Dataset items
○ ○ ○ ○ ○ ○ ○

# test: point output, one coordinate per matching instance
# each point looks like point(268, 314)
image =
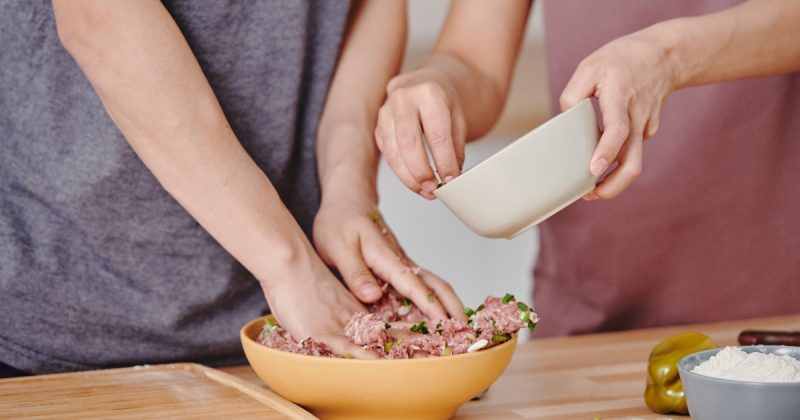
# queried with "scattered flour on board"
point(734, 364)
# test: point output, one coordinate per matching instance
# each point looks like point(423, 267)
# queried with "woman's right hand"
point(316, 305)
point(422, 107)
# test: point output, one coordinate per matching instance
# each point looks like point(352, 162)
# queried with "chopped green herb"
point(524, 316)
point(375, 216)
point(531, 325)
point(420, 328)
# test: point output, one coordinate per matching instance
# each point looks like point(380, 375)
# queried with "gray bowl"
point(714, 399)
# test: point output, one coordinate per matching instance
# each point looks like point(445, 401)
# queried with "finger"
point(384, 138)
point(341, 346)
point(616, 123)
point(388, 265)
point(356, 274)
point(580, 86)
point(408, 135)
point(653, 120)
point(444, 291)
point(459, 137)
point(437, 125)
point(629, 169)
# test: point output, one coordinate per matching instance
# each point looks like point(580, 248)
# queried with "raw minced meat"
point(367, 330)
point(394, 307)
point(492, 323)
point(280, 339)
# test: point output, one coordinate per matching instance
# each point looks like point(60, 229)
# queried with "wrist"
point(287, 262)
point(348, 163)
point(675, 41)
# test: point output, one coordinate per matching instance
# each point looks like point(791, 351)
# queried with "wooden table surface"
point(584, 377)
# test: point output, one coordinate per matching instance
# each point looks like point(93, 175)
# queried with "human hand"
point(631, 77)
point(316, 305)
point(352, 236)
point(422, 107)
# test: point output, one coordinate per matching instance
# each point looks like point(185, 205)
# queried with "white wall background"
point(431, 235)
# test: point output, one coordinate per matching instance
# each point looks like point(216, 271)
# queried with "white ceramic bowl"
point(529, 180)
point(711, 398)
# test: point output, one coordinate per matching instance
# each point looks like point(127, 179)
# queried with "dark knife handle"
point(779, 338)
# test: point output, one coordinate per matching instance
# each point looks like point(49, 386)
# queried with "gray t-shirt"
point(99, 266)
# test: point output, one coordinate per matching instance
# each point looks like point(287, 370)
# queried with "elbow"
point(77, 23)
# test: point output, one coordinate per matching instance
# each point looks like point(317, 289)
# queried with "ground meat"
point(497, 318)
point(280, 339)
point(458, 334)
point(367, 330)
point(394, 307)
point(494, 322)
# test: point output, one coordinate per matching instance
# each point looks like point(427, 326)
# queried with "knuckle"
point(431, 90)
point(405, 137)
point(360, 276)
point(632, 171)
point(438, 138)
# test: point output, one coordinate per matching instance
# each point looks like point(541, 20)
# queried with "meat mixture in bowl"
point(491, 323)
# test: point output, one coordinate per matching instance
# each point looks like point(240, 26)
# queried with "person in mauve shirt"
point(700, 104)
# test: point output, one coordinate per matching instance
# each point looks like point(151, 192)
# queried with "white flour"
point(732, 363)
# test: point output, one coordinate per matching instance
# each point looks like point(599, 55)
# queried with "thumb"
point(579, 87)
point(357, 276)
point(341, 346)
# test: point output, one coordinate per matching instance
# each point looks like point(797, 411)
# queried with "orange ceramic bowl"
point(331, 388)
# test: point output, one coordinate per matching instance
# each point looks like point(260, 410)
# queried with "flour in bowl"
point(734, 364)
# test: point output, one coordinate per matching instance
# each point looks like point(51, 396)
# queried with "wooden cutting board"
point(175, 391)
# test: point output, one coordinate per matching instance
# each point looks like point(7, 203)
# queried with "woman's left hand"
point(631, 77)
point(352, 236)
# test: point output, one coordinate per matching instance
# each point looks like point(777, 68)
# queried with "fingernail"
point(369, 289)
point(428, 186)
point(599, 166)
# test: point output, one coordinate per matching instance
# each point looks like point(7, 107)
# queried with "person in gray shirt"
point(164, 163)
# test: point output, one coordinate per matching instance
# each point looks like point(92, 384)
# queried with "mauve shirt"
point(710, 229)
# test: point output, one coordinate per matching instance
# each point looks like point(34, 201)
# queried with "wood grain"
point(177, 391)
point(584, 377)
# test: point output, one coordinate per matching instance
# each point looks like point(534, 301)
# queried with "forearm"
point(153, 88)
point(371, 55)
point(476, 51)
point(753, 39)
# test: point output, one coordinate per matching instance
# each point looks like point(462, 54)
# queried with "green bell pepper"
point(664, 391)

○ ○ ○ ○ ○ ○ ○

-- PROBLEM --
Copy the data exactly. Any picture it contains is to be omitted.

-- SOLUTION TO THE PROBLEM --
# test: point output, one coordinate per matching instance
# each point looks like point(268, 314)
image =
# queried with "scattered flour on board"
point(734, 364)
# test: point output, one coordinate per matching instance
# each point looks like point(423, 267)
# queried with "woman's right hand"
point(316, 305)
point(422, 107)
# test: point output, one coordinate per matching instance
# each point looks like point(352, 162)
# queried with "chopped green herb"
point(524, 316)
point(375, 216)
point(531, 325)
point(420, 328)
# test: point output, one coordinate per matching instance
# each point looks like point(380, 375)
# queried with "gray bowl"
point(714, 399)
# test: point output, one coordinate per matching instance
# each point looks like point(445, 401)
# queried with "finger"
point(384, 138)
point(341, 346)
point(616, 123)
point(388, 265)
point(356, 274)
point(580, 86)
point(408, 135)
point(653, 120)
point(444, 291)
point(459, 137)
point(437, 125)
point(629, 169)
# test: point output, one coordinate per matching instance
# each point looks like point(580, 248)
# queried with "raw minced meat"
point(367, 330)
point(394, 307)
point(492, 323)
point(280, 339)
# test: point output, one coordinate per matching instance
# each point looks like point(60, 229)
# queried with "wrist"
point(287, 262)
point(348, 163)
point(675, 41)
# test: point output, one coordinate per matching instance
# each point looks like point(791, 351)
# queried with "wooden table surface"
point(584, 377)
# test: point output, one coordinate per matching instance
# each point looks like point(93, 175)
# queried with "human hand"
point(631, 77)
point(316, 305)
point(352, 236)
point(422, 107)
# test: point output, one coordinate per matching instance
# each point looks like point(185, 205)
# queried with "white wall background"
point(431, 235)
# test: point output, one coordinate per matching instance
# each point looks like point(216, 271)
# queried with "white ceramic bowl"
point(529, 180)
point(711, 398)
# test: point output, one coordinate per matching instance
# each point looks like point(127, 179)
# queried with "dark knife handle"
point(779, 338)
# test: point output, one coordinate per matching instance
# each point looks like point(49, 386)
# queried with "gray t-shirt"
point(99, 266)
# test: point output, one coordinate per matching instance
# each point looks like point(287, 370)
# queried with "elbow"
point(77, 23)
# test: point output, one coordinate per matching instance
# each point looks like point(317, 289)
# queried with "ground meat"
point(497, 318)
point(280, 339)
point(458, 334)
point(367, 330)
point(394, 307)
point(494, 322)
# test: point output, one coordinate per matching instance
# each point looks like point(427, 326)
# queried with "knuckle"
point(431, 90)
point(405, 137)
point(360, 276)
point(632, 171)
point(438, 138)
# test: point output, one coordinate per matching instance
# each point looks like point(541, 20)
# queried with "meat mixture in bowl"
point(491, 323)
# test: point output, one coordinate per matching instance
# each point looks like point(240, 26)
# queried with "person in mauve shirt"
point(700, 104)
# test: point output, one coordinate per matching instance
# each point looks like point(151, 192)
# queried with "white flour"
point(732, 363)
# test: point output, one coordinate per matching instance
# each point looks like point(599, 55)
# queried with "thumb"
point(579, 87)
point(357, 276)
point(341, 346)
# test: point output, one coordinate per matching instance
# each point looks like point(797, 411)
# queried with "orange ceramic bowl"
point(331, 388)
# test: point output, one coordinate per matching instance
# each point looks like point(260, 410)
# queried with "flour in bowl"
point(734, 364)
# test: point output, one coordinate per matching instance
# each point looks like point(51, 396)
# queried with "wooden cutting board"
point(175, 391)
# test: point output, one coordinate per matching instance
# each point looks like point(7, 203)
# queried with "woman's left hand"
point(631, 77)
point(352, 236)
# test: point output, one coordinate per matching instance
# each point looks like point(777, 68)
# queried with "fingernail"
point(369, 289)
point(428, 186)
point(599, 166)
# test: point output, one coordinate per matching instance
# each point looks like point(7, 107)
# queried with "person in gray shirt"
point(164, 163)
# test: point output, one coordinate per matching instance
# each point looks like point(92, 384)
# queried with "mauve shirt"
point(710, 229)
# test: point output, one coordinate per matching instance
# each point looks like point(34, 201)
# queried with "wood grain"
point(177, 391)
point(584, 377)
# test: point output, one coordinate per matching instance
# each point looks like point(534, 301)
# queried with "forearm"
point(153, 88)
point(371, 55)
point(476, 51)
point(753, 39)
# test: point output, one coordinate per matching instance
# each point looks like point(462, 54)
# queried with "green bell pepper"
point(664, 391)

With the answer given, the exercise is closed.